(TASKS AND EXERCISES)
1. According to the Etsy seller interview, in what month and year was the Etsy shop set up?
2. Pick up the Etsy seller interview after its final sentence and continue it.
* START TEXT EXCERPT *
How did you find Etsy? How long have you been selling on Etsy?
I found Etsy using stumbleupon for firefox, I believe it was the colors application. I had been selling handmade things on Ebay but found it expensive and difficult to work with, so in May of 2007 I set up my Etsy shop with a few items and promptly ignored it. A month later I had my first sale! Since then my work has evolved greatly and Etsy has gradually taken over my life.

How would you describe your style?
My artistic style has always been bold. I like bright colors and sharp lines – as a kid I preferred markers over colored pencils, acrylic paints over watercolors. I’ve developed a sharpie marker habit, which has infiltrated my shop alongside my plushies. I’m inspired by animals with unusual body shapes and bright colors, but just about anything is fair game (except puppies and kittens).


How long have you been creating?
My whole life! I’ve always had an artistic streak, I love to draw and make things with my hands. My entrepreneurial attitude started young, I remember in 3rd grade selling my drawings to fellow students for 25 cents each. I find selling to be a necessity, as otherwise I would have no room for everything I make.

What is about bugs, snakes and other 'creepy crawlys' that you love?
Absolutely everything. There is so much variety in nature, and I want to experience as much of it as possible. I believe “hands-on” learning is the best way to learn about the world, a philosophy passed down from my father. He taught me how to correctly flip over rocks and wield a butterfly net – to me, it was natural to catch things and examine them. I’m still amazed at how little people know about the things happening all around them. Humans might think they rule the world, but in reality, it’s the insects.

Have you had any mentors, or are you self taught?
When I was young my grandmother taught me the basics of embroidery, knitting, crocheting and sewing. But since figuring out how to thread a sewing machine, I’ve been on my own. I don’t use patterns and make up everything as I go along. To me, sewing is a process of artistic expression and overcoming spatial challenges. I don’t have any secrets; I simply envision the final product and keep working until it appears.
* END TEXT EXCERPT *
* START DATA SUPPLIED *
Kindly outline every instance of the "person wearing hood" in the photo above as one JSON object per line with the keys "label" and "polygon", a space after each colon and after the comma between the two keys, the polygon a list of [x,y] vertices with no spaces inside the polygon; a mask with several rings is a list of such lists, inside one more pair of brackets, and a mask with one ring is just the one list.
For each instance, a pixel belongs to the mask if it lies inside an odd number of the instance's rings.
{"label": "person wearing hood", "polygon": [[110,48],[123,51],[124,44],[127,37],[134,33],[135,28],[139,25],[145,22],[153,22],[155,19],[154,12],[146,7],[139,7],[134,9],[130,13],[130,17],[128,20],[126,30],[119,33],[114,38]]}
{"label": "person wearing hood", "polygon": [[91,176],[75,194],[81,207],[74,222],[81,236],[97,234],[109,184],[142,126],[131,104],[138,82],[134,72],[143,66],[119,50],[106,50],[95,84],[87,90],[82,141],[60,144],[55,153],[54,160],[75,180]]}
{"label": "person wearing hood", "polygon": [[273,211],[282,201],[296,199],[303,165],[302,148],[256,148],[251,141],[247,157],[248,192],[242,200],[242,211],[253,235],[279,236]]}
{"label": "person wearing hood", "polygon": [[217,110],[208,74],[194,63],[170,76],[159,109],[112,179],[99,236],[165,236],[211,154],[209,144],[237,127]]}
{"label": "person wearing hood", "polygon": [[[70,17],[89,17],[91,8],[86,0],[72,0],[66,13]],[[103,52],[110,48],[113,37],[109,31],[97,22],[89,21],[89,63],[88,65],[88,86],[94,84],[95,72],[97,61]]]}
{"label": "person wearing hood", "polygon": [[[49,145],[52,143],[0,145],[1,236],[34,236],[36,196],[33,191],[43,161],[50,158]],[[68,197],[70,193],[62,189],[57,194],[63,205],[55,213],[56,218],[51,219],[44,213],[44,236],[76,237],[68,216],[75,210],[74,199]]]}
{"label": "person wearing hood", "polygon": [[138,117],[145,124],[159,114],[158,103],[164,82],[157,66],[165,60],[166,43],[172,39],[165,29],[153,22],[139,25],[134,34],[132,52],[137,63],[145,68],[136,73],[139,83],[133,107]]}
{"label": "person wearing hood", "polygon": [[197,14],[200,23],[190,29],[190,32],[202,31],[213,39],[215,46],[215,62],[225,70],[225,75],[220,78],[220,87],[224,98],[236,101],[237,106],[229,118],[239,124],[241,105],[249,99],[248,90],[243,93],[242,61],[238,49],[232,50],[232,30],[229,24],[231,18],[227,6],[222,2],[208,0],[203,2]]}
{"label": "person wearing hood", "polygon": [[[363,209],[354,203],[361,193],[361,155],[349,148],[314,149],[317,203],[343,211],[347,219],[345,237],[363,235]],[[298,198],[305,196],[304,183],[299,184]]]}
* END DATA SUPPLIED *
(TASK RESULTS)
1. May 2007

2.
Do you sell more at one time of year than others?
Sales are quite variable each month, and depends on how many custom orders I’m able to take on. I have to purposefully put my shop on hold for lengths of time due to schoolwork and final exams, which puts a damper on things.

What kind of custom work do you do most often? What has been your favorite custom order?
Somewhat surprisingly, aquatic invertebrates are extremely popular. I had no idea so many people love tardigrades! I relish the challenge of custom orders, and it’s hard to choose a favorite. I’ve particularly enjoyed making the fouling community and Glaucus atlanticus nudibranch.

Do you have a favorite item you have made?
Cedric the centipede! He’s the mascot for my shop, as seen in my banner and avatar on Etsy. He’s over 7 feet long and curls up with me at night. He gets a lot of attention when I take him to craft shows or go for walks around campus.


What is the best reaction you have gotten from one of your pieces?
Hahaha, I love the puzzled “what is THAT?” reaction. One time a preteen girl and her father were browsing my booth at a craft show, and asked about a plush chiton. It’s a rather odd looking mollusk, and so I explained what it is, where it lives, etc. They had never heard of chitons before, but after my lesson, the father bought it! It makes me feel all warm and fuzzy knowing my little nature lessons can inspire others.